Quelques années plus tard-en 1983- cette intellectuelle et femme politique
italienne habitant Paris, à l´occasion de la parution de son livre Deux mille
ans de bonheur, a croisé le fer avec Simon Leys dans Apostrophes sur Antenne 2,
émission littéraire animée par Bernard Pivot, dans un débat qui a nettement
tourné à l´avantage du sinologue belge. Pierre Boncenne le reproduit dans son essai et l´on peut en regarder des
extraits disponibles sur Youtube. Dans cette émission d´Apostrophes, Simon Leys
s´attaquait aussi à un des mythes les plus répandus par les admirateurs de
Mao : son prétendu anti-stalinisme. Or, Simon Leys nous rappelait que
c´est justement parce que Khrouchtchev avait tenté une déstalinisation que Mao
avait rompu avec lui et a relu le
verdict du grand Timonier en 1963 sur les erreurs de Staline : «Les
accomplissements de Staline sont considérables, ses erreurs sont
vénielles. La vie entière de Staline fut la vie d´un grandiose
marxiste-léniniste, la vie d´un grandiose révolutionnaire prolétarien. Les
écrits de Staline sont d´immortels ouvrages marxistes-léninistes et constituent
une contribution définitive au mouvement communiste international».
Néanmoins, après la mort de Mao Zedong, l´étoile maoïste a considérablement
pâli en Europe. Peu de groupuscules résistent encore, le plus souvent sans
aucune expression électorale. Beaucoup d´anciens maoïstes ont fait leur mea
culpa et curieusement d´aucuns sont passés à droite (peut-être la phrase d´Orwell
citée plus haut est-elle plus vraie qu´on ne le pense). Il y en a pourtant qui
aujourd´hui encore rechignent à reconnaître l´étendue des crimes perpétrés par
Mao et ses sbires. C´est le cas d´Alain Badiou, un des philosophes français les
plus à la mode et théoricien d´une nouvelle idée communiste qui établit une
filiation entre l´État chinois du temps de Mao et la Commune de Paris et
interprète La «Révolution culturelle» comme le premier essai de communisme
authentique. Alain Badiou qui-Pierre Boncenne nous le rappelle-a soutenu les
Khmers Rouges et a décelé une attitude antistalinienne dans la pratique
maoïste…
Je n´hésite pas ici à laisser une note personnelle. On sait que la
vénération de Mao-ou de Staline-relevait quasiment du domaine religieux. Je me
souviens, en écrivant ceci, de ma visite à Cuba en 2007 où, en passant par
Santa –Clara, j´ai visité le mausolée dédié à Ernesto Guevara, le Che. Or, on avait
l´impression, dès l´entrée, que l´on était dans un sanctuaire, dans
une église (on n´y pouvait d´ailleurs rien emporter, ni sacs, ni appareil
photos, nous avons dû laisser toutes nos affaires dans le car). Je me suis
même demandé si Che Guevara se serait reconnu dans cette mascarade. Étrangement,
le communisme qui théoriquement sacrifie l´individuel au collectif, dans la
pratique verse facilement dans le culte de la personnalité. ..
════════
» CONSIGNE
Dans le texte sur le maoïsme, qui animait l'émission littéraire Apostrophes sur Antenne 2 ?

» DONNÉES FOURNIES
════════
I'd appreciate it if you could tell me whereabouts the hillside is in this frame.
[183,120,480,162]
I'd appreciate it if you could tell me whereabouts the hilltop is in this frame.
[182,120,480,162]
════════
» RÉPONSE
Bernard Pivot.